▸ Yapılacak Çalışmalar
1: Aşağıdaki (a), (b) ve (c) ifadelerinin verilen metinle uyuşup uyuşmadığını belirtin; her biri için "evet" veya "hayır" deyip kararı belirleyen sözleri metinden aynen aktarın. (a) Beşinci asırdan bu yana kuvvet hakkı mağlup etmiştir. (b) Yorumlanan cümle, önceki cümleden bağımsız olarak yeni bir konu açar. (c) Ahir vakitte insanlığın uygulayacağı sistem ilk asırdaki sisteme benzeyecektir.
2: Verilen metnin "(Muhakemat- Bediüzzaman Said" sözlerinden başlayıp "ve saadet getirecektir." sözleri de dahil olmak üzere uzanan bölümünü aynen tekrar yazın.

▸ Verilen Metin
════════

Sekizinci mukaddimeye kendimce yorum-8

(Muhakemat- Bediüzzaman Said Nursi)

Karn-ı evvel ve sanî ve salisteki gibi ve beşinci karna kadar filcümle olduğu gibi. Beşinci asırdan şimdiye kadar kuvvet hakkı mağlup eylemişti

Hicri birinci asır, ikinci asır ve üçüncü asırda olduğu gibi nihayet beşinci asra kadar yaşanan sıcak ortam ve İslami yaşantıya benzer bir yaşamın ahir vakitte de yaşanacağının müjdesi bu cümle ile verilmiş oluyor. Bu cümle önceki cümlenin devamı mahiyetinde bir cümle, yani onu tamamlıyor. Ahir vakitte insanlığın uygulayacağı sistem ilk asırdaki sisteme benzeyecektir. Ve bu sistem ile ilk beş asırda olduğu gibi insanlığa huzur ve saadet getirecektir.

════════

▸ Veri Bölümü
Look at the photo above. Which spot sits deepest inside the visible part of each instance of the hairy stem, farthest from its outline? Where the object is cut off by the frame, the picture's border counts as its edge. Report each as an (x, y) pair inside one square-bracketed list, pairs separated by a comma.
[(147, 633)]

════════

▸ Görevlerin Cevapları
1:
(a) Evet: "Beşinci asırdan şimdiye kadar kuvvet hakkı mağlup eylemişti"
(b) Hayır: "Bu cümle önceki cümlenin devamı mahiyetinde bir cümle, yani onu tamamlıyor."
(c) Evet: "Ahir vakitte insanlığın uygulayacağı sistem ilk asırdaki sisteme benzeyecektir."

2:
(Muhakemat- Bediüzzaman Said Nursi)

Karn-ı evvel ve sanî ve salisteki gibi ve beşinci karna kadar filcümle olduğu gibi. Beşinci asırdan şimdiye kadar kuvvet hakkı mağlup eylemişti

Hicri birinci asır, ikinci asır ve üçüncü asırda olduğu gibi nihayet beşinci asra kadar yaşanan sıcak ortam ve İslami yaşantıya benzer bir yaşamın ahir vakitte de yaşanacağının müjdesi bu cümle ile verilmiş oluyor. Bu cümle önceki cümlenin devamı mahiyetinde bir cümle, yani onu tamamlıyor. Ahir vakitte insanlığın uygulayacağı sistem ilk asırdaki sisteme benzeyecektir. Ve bu sistem ile ilk beş asırda olduğu gibi insanlığa huzur ve saadet getirecektir.